Segment Start: Excerpted passage

On Aug. 24, 2023, BYU changed the language in its Church Education System Honor Code. Devastatingly, anti-LGBTQ+ language returned to the Honor Code. It now reads: “Living a chaste and virtuous life also includes abstaining from same-sex romantic behavior.”
The Church of Jesus Christ of Latter-day Saints retains its beliefs on same-sex relationships. However, the return of explicit language “cuts a little deeper,” according to Gracee Purell of RaYnbow Collective, an organization dedicated to queer students at BYU.
Later in the Honor Code, the Church clarifies its views on queer students. “LGBTQ students are a welcome and valued part of the campus community,” it states. But if BYU truly welcomes and values queer students, they would not deny them the opportunity to love and express themselves. BYU does not practice charity in their treatment of queer students.
Compromising Safety, Raising Up Bigotry
SB100 passed in Utah’s last legislative session. The bill has been summed up as a “watered-down version of Florida’s notorious ‘Don’t Say Gay’ bill.” This description is frighteningly accurate.
SB100 ensures parents will receive all information on their child from their school, including gender identity. If their parents demand it, the bill compromises trans students’ safety in the name of forced disclosure.
SB100 lays the groundwork for further anti-trans measures in Utah. The passing of the bill paves the way for future discrimination and makes forced disclosure acceptable. The entitlement to trans kids’ information seen in bills like SB100 endangers transgender children, revealing how Utah conservatives care more about their own opinions than the protection of children.
In light of recent anti-queer actions Utah and BYU took, the future of queer students seems bleak. Their government and schools refuse to fight for them and actively take measures that hurt them. However, change is possible.
BYU should acknowledge the hypocrisy in its Honor Code and evaluate how to truly show love to its queer students. Judges like Keith Kelly — and Utah’s government as a whole — should recognize how much-forced disclosure harms trans children.
At the end of the day, queer people are people, with a right to love and be whoever they choose. Transgender children being themselves and queer people openly celebrating their love does not hurt anyone. The business of love exists between individuals and no one else.
As CBC writer Ryan E. Thompson said, “Take care with your choice to be homophobic because it lasts forever for both the victim and the victimizer.”

Segment End: Excerpted passage
Segment Start: Raw data

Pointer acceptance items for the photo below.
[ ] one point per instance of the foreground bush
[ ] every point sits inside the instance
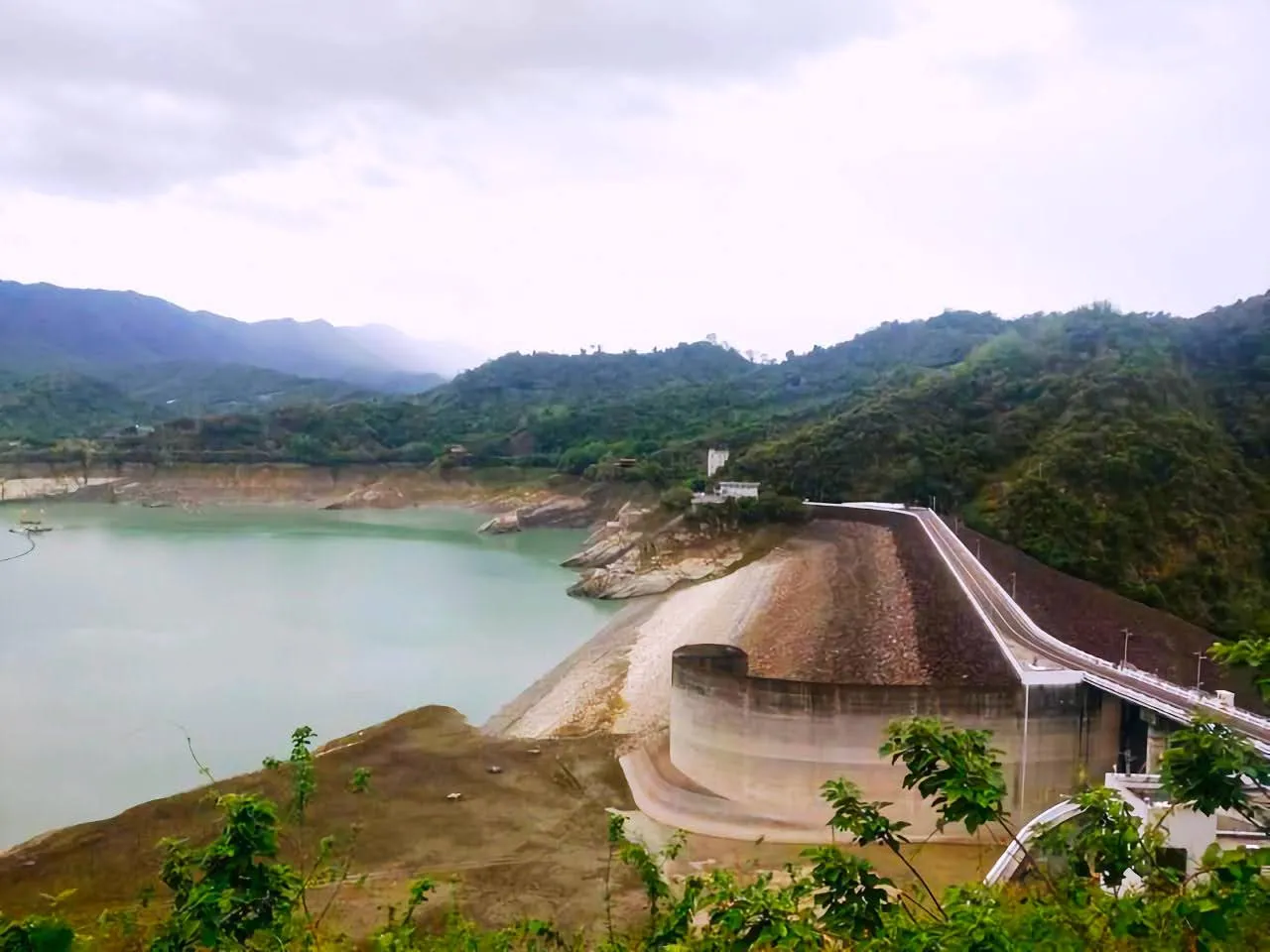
(236, 893)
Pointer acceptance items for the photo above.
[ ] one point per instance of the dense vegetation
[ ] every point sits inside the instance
(48, 329)
(37, 412)
(1101, 881)
(84, 363)
(1125, 448)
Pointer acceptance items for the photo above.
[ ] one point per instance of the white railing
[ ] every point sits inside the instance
(1107, 675)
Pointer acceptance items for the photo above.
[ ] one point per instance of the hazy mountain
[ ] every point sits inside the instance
(48, 329)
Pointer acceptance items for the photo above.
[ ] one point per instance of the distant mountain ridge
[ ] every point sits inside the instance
(45, 327)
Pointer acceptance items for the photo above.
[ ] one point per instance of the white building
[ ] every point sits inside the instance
(715, 461)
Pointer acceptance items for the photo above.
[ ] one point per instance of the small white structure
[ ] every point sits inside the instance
(715, 461)
(738, 490)
(1185, 830)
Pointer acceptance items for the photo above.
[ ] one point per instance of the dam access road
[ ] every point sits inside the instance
(742, 749)
(1042, 657)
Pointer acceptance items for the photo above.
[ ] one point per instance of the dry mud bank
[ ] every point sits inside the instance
(314, 486)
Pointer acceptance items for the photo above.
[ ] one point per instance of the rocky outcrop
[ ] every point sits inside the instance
(627, 578)
(621, 560)
(563, 512)
(612, 539)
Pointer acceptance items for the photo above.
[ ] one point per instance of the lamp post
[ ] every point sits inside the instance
(1199, 666)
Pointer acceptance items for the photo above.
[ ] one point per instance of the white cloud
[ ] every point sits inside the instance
(997, 155)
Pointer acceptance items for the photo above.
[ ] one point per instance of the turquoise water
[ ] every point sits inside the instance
(128, 629)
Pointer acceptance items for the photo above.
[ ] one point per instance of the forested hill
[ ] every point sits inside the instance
(1127, 448)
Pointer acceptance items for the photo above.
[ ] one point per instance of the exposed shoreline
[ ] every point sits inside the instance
(620, 680)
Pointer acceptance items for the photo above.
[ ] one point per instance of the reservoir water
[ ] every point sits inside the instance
(130, 629)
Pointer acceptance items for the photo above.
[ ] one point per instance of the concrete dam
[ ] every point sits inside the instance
(747, 752)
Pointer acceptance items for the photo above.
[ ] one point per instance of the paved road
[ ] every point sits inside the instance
(1010, 624)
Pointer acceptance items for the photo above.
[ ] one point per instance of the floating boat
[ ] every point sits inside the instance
(31, 527)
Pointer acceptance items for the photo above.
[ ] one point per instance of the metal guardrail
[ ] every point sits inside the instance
(1129, 683)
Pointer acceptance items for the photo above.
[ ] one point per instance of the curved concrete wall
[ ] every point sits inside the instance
(770, 743)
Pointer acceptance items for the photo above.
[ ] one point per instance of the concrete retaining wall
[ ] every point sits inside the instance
(771, 743)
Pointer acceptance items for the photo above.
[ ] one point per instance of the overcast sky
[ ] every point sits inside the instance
(548, 175)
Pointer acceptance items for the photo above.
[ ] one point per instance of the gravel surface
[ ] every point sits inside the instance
(839, 611)
(1093, 620)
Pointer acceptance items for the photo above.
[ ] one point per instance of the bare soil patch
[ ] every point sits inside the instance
(530, 841)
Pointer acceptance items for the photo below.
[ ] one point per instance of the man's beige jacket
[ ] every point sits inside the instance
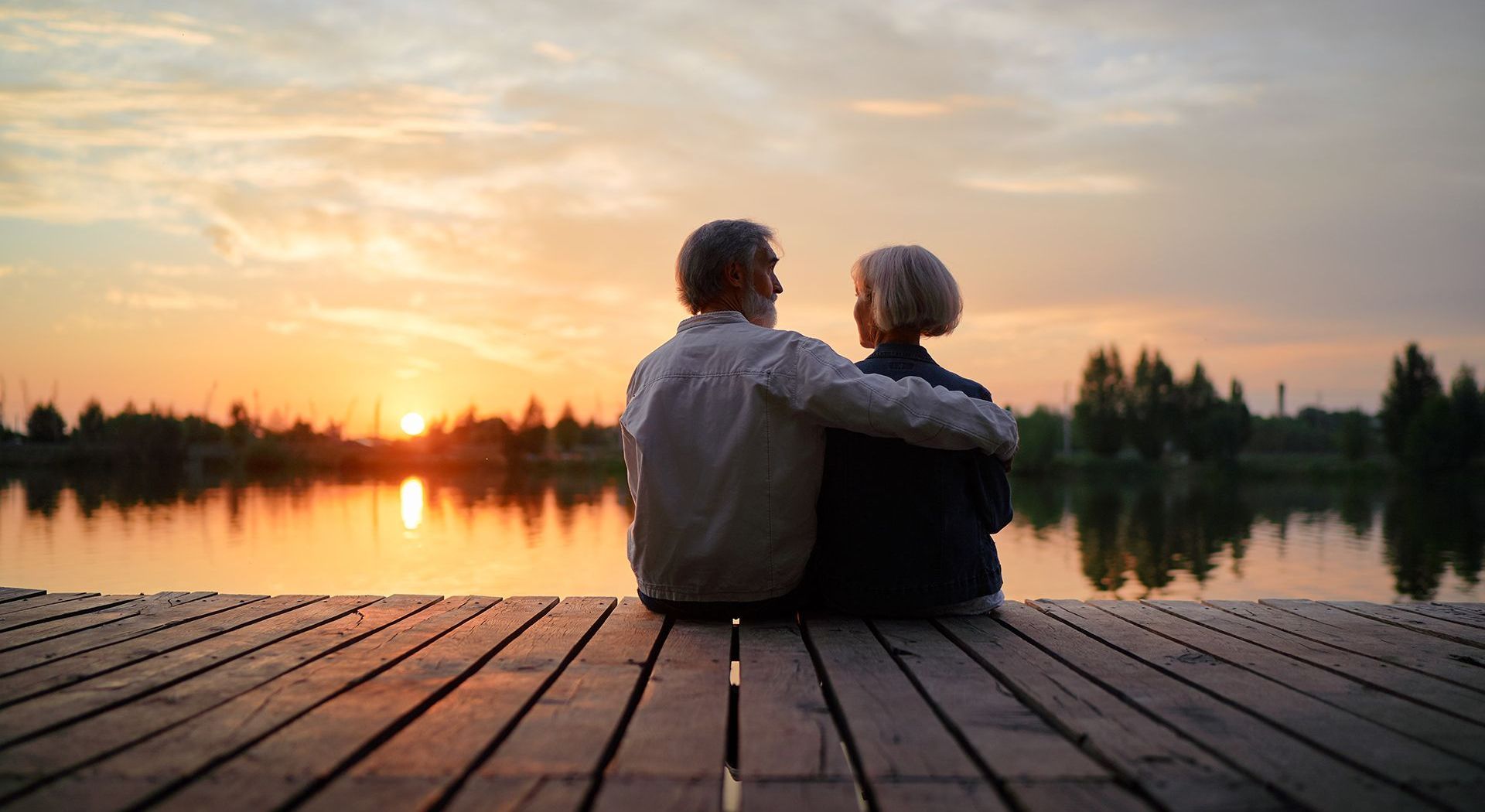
(724, 438)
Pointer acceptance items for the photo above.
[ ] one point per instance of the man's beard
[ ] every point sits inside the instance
(758, 309)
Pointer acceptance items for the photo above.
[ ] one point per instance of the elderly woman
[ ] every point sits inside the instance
(906, 531)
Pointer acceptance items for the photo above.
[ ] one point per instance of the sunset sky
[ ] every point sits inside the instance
(440, 203)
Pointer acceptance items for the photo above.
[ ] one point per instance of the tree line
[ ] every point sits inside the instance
(1150, 411)
(161, 438)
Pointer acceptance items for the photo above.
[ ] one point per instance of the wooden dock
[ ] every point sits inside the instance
(205, 701)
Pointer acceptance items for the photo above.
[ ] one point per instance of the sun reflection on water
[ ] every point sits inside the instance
(411, 502)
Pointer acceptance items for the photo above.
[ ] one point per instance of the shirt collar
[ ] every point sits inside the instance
(716, 316)
(910, 352)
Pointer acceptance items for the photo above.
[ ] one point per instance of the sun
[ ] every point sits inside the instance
(413, 424)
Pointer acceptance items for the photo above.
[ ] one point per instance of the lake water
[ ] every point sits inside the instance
(1081, 537)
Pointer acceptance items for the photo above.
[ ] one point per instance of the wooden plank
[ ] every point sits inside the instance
(891, 729)
(1340, 628)
(74, 624)
(939, 794)
(1388, 755)
(679, 728)
(56, 612)
(88, 739)
(985, 716)
(164, 762)
(1414, 621)
(565, 737)
(1453, 612)
(1168, 766)
(300, 756)
(146, 673)
(1291, 766)
(1410, 684)
(19, 592)
(655, 794)
(42, 600)
(773, 794)
(1426, 725)
(241, 610)
(95, 629)
(424, 760)
(784, 726)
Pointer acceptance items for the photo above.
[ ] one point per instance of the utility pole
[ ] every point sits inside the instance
(1067, 422)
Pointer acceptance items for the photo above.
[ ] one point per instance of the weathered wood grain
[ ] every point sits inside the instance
(790, 755)
(1401, 682)
(1166, 765)
(73, 636)
(988, 718)
(774, 794)
(1425, 725)
(168, 760)
(422, 762)
(56, 612)
(240, 610)
(8, 606)
(784, 725)
(679, 728)
(1453, 612)
(19, 592)
(889, 725)
(295, 759)
(1326, 624)
(1275, 757)
(361, 702)
(256, 626)
(1410, 763)
(1447, 629)
(565, 737)
(33, 762)
(650, 793)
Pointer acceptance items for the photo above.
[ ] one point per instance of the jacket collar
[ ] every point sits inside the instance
(910, 352)
(716, 316)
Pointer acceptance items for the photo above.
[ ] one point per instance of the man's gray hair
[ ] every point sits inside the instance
(705, 258)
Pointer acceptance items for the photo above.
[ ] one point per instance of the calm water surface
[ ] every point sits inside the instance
(1084, 537)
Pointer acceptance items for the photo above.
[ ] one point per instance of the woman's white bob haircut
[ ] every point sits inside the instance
(910, 288)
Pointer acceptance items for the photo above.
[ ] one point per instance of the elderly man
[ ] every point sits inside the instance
(725, 434)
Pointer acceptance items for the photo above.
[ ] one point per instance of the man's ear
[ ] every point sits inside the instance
(736, 275)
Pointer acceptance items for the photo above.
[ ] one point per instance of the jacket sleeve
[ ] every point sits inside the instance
(839, 395)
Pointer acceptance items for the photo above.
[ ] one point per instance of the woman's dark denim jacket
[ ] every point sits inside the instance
(905, 527)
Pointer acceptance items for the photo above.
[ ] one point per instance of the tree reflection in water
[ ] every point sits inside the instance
(1150, 527)
(1131, 529)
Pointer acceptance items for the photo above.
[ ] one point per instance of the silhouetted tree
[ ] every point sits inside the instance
(1412, 385)
(45, 425)
(1099, 415)
(531, 437)
(90, 424)
(1196, 411)
(1355, 437)
(568, 432)
(1040, 440)
(1469, 413)
(240, 432)
(1150, 406)
(1231, 425)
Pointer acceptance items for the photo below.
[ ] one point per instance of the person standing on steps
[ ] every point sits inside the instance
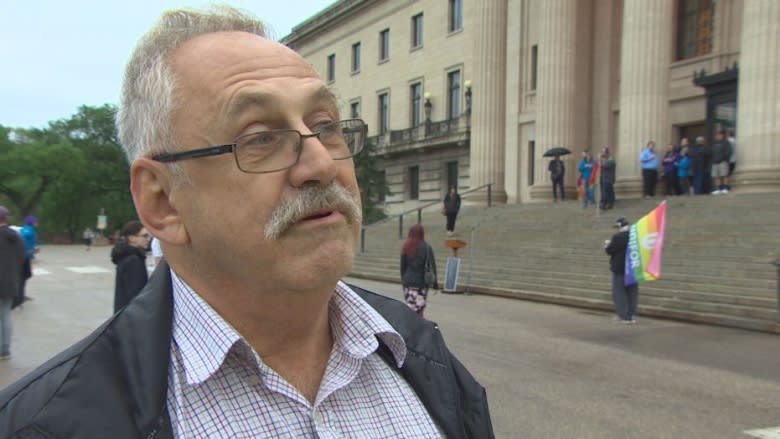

Segment End: Raw data

▶ _Task set_:
(1) Can you copy the article on BYU's Honor Code and SB100 word for word from "Compromising Safety, Raising" to "is frighteningly accurate."?
(2) Which people does the article on BYU's Honor Code and SB100 name?
(3) Answer these questions from the article on BYU's Honor Code and SB100:
(a) On what date did BYU change the language in its Church Education System Honor Code?
(b) What organization is Gracee Purell with?
(c) What information does SB100 ensure parents will receive from their child's school?

▶ _Responses in order_:
(1)
Compromising Safety, Raising Up Bigotry
SB100 passed in Utah’s last legislative session. The bill has been summed up as a “watered-down version of Florida’s notorious ‘Don’t Say Gay’ bill.” This description is frighteningly accurate.

(2)
Gracee Purell
Keith Kelly
Ryan E. Thompson

(3)
(a) Aug. 24, 2023
(b) RaYnbow Collective
(c) All information on their child, including gender identity